*Selected extract*.
**********
On 4/14/2017 3:11 PM, SSC_perl wrote:
I have creation date/time fields in my script that are formatted as
YYYY|MM|DD|hh|mm|ss. Short of changing the script, should I set the field type
in MySQL to DATETIME, or would it be better in terms of speed and efficiency to
set it as char(19)? Or would it not make a difference?
Thanks,
Frank
That all depends. Do you...
a) want mysqld to treat that column as an actual temporal value
or
b) want mysqld to see it as an opaque string of random alphanumeric
characters
As you appear to have referred to this as a "creation date/time"
tracking field it appears you want this to be treated like a temporal
value so that you can easily do things like
SELECT ... WHERE create_date > NOW() - interval 7 days ;
If it's a temporal column, you can use functions like those in the next
URL against it. If it's a string-type column, you can't unless you first
convert your string into a temporal data type.
**********
*Data shown*.
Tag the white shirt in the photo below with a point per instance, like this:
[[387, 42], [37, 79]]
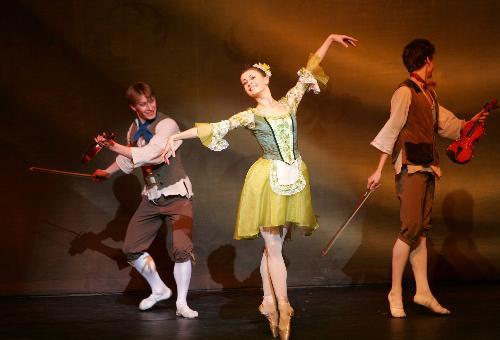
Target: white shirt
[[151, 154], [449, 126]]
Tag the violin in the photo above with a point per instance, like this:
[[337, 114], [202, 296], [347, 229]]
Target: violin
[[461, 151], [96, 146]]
**********
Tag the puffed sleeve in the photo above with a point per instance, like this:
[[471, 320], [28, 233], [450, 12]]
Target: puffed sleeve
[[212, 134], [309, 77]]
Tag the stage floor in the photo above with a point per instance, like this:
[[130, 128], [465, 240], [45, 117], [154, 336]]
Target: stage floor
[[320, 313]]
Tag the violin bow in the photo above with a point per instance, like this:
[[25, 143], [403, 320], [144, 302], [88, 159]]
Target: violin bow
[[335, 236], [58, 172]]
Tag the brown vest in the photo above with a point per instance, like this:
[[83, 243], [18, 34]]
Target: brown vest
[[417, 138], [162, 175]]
**********
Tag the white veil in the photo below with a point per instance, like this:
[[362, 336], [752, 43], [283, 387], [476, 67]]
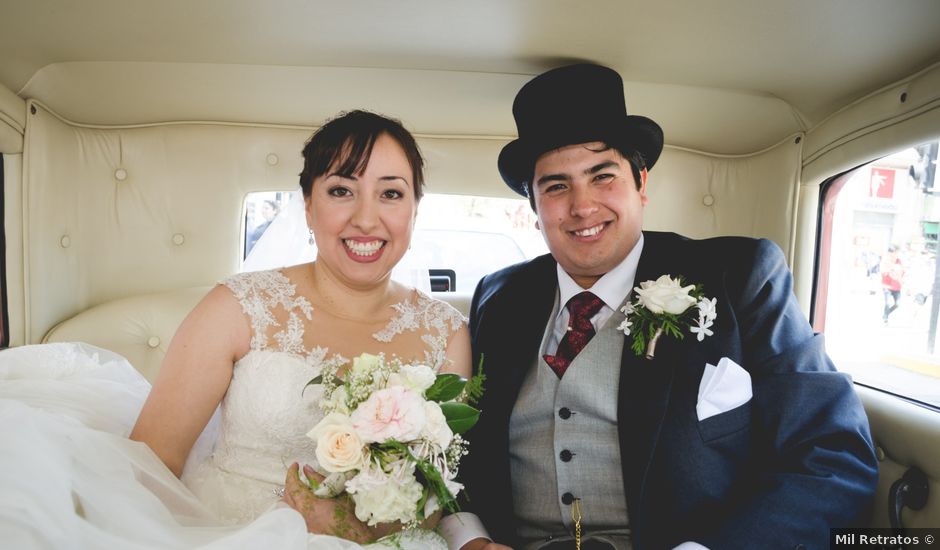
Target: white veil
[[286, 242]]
**********
*Work to complete*.
1. Reproduce word for word the stretch of the MySQL date field reply from "On 4/14/2017 3:11" through "make a difference?".
2. In the rows, take the stretch from the line containing "Tag the violin bow" through the line containing "[[417, 138], [162, 175]]" and swap "brown vest" for "black vest". Give back only those lines, with nothing else changed.

*Results in order*.
1.
On 4/14/2017 3:11 PM, SSC_perl wrote:
I have creation date/time fields in my script that are formatted as
YYYY|MM|DD|hh|mm|ss. Short of changing the script, should I set the field type
in MySQL to DATETIME, or would it be better in terms of speed and efficiency to
set it as char(19)? Or would it not make a difference?

2.
Tag the violin bow in the photo above with a point per instance, like this:
[[25, 143], [403, 320], [144, 302], [88, 159]]
Target: violin bow
[[335, 236], [58, 172]]
Tag the black vest in the photo above with a point per instance, like this:
[[83, 243], [18, 34]]
Target: black vest
[[417, 138], [162, 175]]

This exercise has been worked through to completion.